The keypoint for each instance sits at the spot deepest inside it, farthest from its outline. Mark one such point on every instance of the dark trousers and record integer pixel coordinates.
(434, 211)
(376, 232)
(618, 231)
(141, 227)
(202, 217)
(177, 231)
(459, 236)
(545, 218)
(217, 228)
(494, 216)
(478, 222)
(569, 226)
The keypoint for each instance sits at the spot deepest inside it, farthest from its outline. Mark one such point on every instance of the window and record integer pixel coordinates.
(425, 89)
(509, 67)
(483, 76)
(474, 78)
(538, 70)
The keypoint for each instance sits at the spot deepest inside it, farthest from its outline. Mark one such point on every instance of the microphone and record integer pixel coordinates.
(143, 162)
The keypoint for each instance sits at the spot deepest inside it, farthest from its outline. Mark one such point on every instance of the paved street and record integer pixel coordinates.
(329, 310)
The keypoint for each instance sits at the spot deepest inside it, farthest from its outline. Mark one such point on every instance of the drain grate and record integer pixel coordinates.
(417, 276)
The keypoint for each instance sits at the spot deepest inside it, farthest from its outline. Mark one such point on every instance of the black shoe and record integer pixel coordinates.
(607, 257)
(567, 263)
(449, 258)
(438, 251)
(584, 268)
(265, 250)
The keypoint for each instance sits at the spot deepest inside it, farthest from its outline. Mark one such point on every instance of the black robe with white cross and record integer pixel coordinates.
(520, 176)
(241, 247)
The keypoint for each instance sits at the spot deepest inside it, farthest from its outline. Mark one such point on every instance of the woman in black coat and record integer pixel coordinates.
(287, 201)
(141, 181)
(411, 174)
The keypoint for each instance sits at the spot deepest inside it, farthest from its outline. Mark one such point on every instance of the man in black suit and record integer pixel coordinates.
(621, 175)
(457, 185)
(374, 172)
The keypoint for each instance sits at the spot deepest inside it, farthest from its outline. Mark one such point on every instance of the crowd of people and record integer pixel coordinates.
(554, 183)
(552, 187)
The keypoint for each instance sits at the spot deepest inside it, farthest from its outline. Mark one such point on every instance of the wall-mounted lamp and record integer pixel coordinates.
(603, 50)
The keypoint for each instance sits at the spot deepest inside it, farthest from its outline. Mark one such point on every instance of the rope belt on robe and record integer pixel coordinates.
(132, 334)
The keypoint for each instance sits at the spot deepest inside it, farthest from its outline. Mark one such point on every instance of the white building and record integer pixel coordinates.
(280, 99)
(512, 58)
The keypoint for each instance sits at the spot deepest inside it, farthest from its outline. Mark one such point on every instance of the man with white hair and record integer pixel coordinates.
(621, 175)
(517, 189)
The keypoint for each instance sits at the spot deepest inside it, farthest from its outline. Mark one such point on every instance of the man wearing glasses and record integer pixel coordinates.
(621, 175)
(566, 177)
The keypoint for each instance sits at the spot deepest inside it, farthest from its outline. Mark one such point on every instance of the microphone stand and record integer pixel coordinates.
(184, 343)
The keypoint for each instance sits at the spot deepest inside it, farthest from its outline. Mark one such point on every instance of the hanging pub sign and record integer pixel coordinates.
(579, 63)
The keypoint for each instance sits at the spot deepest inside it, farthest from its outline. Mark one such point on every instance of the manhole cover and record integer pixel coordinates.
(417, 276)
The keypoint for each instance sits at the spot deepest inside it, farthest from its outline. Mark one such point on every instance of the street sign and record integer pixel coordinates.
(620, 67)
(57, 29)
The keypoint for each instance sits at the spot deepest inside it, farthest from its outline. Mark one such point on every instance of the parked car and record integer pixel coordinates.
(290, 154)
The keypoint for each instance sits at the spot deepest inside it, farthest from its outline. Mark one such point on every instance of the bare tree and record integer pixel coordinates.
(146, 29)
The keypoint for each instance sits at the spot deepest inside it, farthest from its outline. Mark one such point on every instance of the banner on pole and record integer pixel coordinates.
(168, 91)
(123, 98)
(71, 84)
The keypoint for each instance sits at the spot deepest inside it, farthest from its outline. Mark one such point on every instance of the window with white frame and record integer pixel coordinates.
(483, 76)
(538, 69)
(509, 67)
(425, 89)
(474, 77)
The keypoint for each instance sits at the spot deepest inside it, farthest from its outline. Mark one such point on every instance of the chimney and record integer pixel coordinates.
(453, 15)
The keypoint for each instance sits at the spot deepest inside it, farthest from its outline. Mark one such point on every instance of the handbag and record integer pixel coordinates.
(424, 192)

================================

Beginning with the line that contains "street sign and record integer pixel coordinates.", repeat every line through the end of the records and nothing more.

## [Final result]
The keypoint for each instance sits at the spot deepest inside it, farthest from its outline. Mark one such point on every instance of the street sign and record integer pixel coordinates.
(620, 67)
(57, 29)
The keypoint for each instance sits at the spot deepest inside it, farthest from its outline. Mark one such point on every instance of the parked car and record integer pixel coordinates.
(290, 154)
The keypoint for each instance sits at the spot deepest inside it, farthest from its outline. Mark one such point on every instance of the bare tree and record integer pixel coordinates.
(146, 29)
The keypoint for each instance sits at the spot deepest inside it, farthest from its outline. Mark one such point on every instance of the banner on pole and record integer pixel coordinates.
(168, 91)
(123, 98)
(71, 84)
The keypoint for each instance sits at the spot deepest inside it, farthest from its outline. Mark one such point on every instance of the window with white frame and record integer pixel coordinates.
(483, 76)
(538, 69)
(509, 67)
(425, 89)
(474, 77)
The keypoint for each instance sits at the spot deepest inside it, farthest from its outline. Mark one such point on every instance of the chimney and record integer pixel coordinates.
(453, 15)
The keypoint for each instance sits at the spot deepest inside it, farthest from its outline. Mark one such point on every instance of the handbag and record integer pixel coordinates.
(424, 192)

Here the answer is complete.